# Provided text

GUADALUPE S. DE GARCIA y PEREA, Appellee,
vs.
MARIANO BARELA, Appellant

No. 395

SUPREME COURT OF NEW MEXICO

1891-NMSC-034, 6 N.M. 239, 27 P. 507

August 21, 1891

Appeal from the Third Judicial District Court, Dona Ana County. Decree below for complainant, affirmed February 12, 1890, 5 N. M., page 458.

COUNSEL

Wade & Rynerson and Catron, Knaebel & Clancy for appellant.

S. B. Newcomb for appellee.

JUDGES

Lee, J. O'Brien, C. J., and Seeds and Freeman, JJ., concur.

AUTHOR: LEE

OPINION

{*240} On Rehearing

Motion for rehearing.

The opinion states the case on the rehearing.

{1} This is an application for a rehearing of this case, which was argued and decided at the January term, 1890. Upon the hearing of the cause, counsel for appellant contended that the court below had not jurisdiction to hear and determine the cause, for the reason that section 562, Compiled Laws, 1884, vested in the probate court exclusive original jurisdiction to determine all matters of controversy involved in the cause; and this court decided that, if said section 562 was susceptible of the construction claimed for it, said section was in conflict with section 1868 of our organic law, which provides that "the supreme court and the district courts, respectively, of every territory shall possess chancery as well as common law {*241} jurisdiction." The appellant insists that this court erred in its former opinion, and asks to have the cause reheard upon this and other grounds stated in the petition for a rehearing.

# Problems to solve
A. Edit the court opinion starting with "Appeal from the" and going on through "Newcomb for appellee.", swapping "complainant" for "plaintiff".
B. Resume the court opinion on the Garcia y Perea rehearing from its last sentence.
The Dataset rows have no connection to the court opinion.

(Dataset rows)
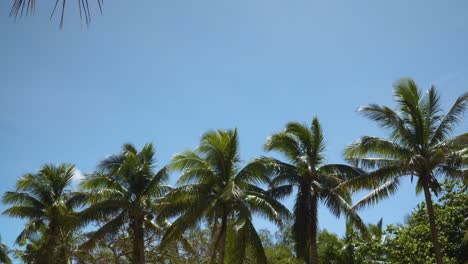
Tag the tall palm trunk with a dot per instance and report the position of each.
(430, 212)
(51, 246)
(222, 237)
(138, 241)
(313, 255)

# Exercise answers
A.
Appeal from the Third Judicial District Court, Dona Ana County. Decree below for plaintiff, affirmed February 12, 1890, 5 N. M., page 458.

COUNSEL

Wade & Rynerson and Catron, Knaebel & Clancy for appellant.

S. B. Newcomb for appellee.

B.
{2} Section 10 of our organic act provides that "the judicial power of said territory shall be vested in a supreme court, district courts, probate courts, and in justices of the peace. * * * The jurisdiction of the several courts herein provided for, both appellate and original, and that of probate courts and of justices of the peace, shall be as limited by law. * * *" The supreme court of the United States, in Ferris v. Higley, 87 U.S. 375, 20 Wall. 375, 22 L. Ed. 383, clearly defined the meaning of the words, "shall be as limited by law," and held that it was inconsistent with the nature and scope of probate courts to confer common law and chancery jurisdiction upon such courts in the territory of Utah, whose organic law, in this respect, is substantially like ours. To hold that the probate court of Dona Ana county was possessed of powers to give adequate relief in this case would be to decide that such court possessed chancery jurisdiction. The circumstances of the case and the relief sought are of equitable cognizance, and such as could only be relievable in a court possessing chancery jurisdiction. In any view of the case, the jurisdiction of the probate court is only exclusive as to claims against an estate not exceeding $ 100. The appellee's claim against the estate under the will was for money devised to her, which amounted to some $ 6,000; therefore she could, under section 562, bring her suit in the district court in the first instance. Ordinarily such a suit would be at law, but in this case the appellee had a right to sue on the equity side, in order to get relief from the receipt which she insists the appellant fraudulently obtained from her; and {*242} equity, being properly invoked for the one purpose, would retain jurisdiction for all purposes necessary to give her complete relief in respect to that claim. The provision of the act of congress, that "the supreme court and district courts, respectively, of every territory shall possess chancery as well as common law jurisdiction," excludes the idea that the probate courts shall have exclusive jurisdiction in cases where equities are involved. Nor would a due regard to public policy and the protection of estates of decedents justify the grant of such extensive powers to probate courts as constituted in New Mexico.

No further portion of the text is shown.